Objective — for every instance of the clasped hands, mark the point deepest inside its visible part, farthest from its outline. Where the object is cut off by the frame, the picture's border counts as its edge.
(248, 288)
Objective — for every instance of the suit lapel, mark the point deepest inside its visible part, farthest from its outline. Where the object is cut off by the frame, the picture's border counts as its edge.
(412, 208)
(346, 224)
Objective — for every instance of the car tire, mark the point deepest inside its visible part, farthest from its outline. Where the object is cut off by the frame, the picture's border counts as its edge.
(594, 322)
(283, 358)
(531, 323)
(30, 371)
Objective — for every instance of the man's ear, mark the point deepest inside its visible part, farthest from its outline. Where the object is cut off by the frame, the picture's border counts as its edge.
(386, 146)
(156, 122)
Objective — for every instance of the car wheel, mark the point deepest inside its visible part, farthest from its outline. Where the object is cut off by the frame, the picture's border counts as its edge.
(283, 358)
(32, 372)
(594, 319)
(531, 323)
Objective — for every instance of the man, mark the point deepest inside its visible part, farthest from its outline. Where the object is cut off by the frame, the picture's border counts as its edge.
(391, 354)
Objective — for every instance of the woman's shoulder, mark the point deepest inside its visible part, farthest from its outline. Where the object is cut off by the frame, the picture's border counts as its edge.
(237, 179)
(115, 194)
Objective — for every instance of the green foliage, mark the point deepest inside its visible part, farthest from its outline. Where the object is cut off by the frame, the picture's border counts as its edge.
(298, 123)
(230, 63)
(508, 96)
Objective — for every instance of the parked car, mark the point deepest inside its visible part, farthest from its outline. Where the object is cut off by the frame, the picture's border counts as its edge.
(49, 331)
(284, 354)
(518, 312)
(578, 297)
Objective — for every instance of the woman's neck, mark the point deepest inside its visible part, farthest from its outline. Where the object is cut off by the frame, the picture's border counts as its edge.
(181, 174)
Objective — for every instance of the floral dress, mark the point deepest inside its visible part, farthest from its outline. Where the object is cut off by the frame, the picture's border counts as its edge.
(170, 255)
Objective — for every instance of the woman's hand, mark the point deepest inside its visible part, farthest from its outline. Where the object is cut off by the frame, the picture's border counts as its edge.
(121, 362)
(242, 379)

────────

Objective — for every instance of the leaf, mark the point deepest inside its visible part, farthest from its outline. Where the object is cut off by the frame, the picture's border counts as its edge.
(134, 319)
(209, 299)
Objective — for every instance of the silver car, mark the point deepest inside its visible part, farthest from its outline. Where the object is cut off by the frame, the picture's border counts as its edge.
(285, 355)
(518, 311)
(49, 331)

────────

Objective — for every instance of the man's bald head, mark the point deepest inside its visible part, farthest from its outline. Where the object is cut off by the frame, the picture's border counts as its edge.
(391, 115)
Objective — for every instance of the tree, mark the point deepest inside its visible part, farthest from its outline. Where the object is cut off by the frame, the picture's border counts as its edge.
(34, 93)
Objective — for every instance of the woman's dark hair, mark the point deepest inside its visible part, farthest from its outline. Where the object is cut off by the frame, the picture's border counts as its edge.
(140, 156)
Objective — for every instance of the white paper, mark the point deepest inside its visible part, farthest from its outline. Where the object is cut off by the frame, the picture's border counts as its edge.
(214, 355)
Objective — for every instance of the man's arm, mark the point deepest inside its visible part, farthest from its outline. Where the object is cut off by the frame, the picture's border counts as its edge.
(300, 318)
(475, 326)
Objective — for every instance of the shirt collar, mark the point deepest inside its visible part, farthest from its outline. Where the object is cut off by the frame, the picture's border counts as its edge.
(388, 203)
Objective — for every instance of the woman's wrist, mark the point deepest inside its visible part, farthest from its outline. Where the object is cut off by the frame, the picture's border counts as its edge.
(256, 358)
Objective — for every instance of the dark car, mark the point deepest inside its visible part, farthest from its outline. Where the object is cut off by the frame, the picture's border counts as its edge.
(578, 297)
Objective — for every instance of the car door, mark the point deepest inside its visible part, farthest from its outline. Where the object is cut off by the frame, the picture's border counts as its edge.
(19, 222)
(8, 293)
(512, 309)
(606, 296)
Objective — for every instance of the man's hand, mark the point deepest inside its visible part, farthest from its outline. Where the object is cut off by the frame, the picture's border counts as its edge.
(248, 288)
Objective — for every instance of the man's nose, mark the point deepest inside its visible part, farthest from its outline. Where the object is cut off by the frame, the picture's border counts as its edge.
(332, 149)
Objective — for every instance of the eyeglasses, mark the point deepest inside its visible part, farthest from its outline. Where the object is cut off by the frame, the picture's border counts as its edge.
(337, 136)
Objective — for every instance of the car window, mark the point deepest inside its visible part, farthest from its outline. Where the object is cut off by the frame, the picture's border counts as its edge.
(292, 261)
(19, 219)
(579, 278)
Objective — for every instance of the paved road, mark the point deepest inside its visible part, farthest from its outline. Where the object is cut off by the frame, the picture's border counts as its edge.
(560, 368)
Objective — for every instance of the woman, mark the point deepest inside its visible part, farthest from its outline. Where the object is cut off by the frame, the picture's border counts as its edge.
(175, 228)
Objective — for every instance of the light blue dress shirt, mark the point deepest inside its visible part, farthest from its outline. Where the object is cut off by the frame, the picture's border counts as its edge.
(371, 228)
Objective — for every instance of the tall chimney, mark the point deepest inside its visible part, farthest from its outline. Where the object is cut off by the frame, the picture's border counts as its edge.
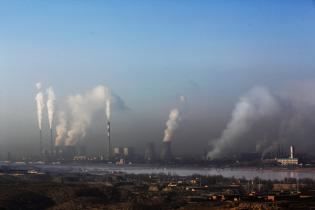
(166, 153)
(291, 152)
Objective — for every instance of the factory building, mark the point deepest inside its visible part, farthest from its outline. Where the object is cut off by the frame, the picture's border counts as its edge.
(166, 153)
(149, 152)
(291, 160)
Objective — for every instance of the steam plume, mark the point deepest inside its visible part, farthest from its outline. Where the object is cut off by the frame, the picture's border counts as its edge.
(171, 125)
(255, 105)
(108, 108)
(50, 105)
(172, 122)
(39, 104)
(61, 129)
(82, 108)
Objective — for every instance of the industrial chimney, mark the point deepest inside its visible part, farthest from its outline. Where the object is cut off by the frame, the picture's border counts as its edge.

────────

* **OBJECTIVE**: Pull out every line from the rows above that contains the word "dress", and copy each one in full.

* **WORKED SOLUTION**:
Objective — for every instance of the floral dress, mark the point deepest inside its visible part, farthest from its outline. Where the object is cut off by the frame, the picture's border counts as its edge.
Objective — for every instance of the light blue dress shirt, mark the point deepest inside its visible part, farthest from its outline. Where the object is cut off by the frame, the picture's border counts as its edge.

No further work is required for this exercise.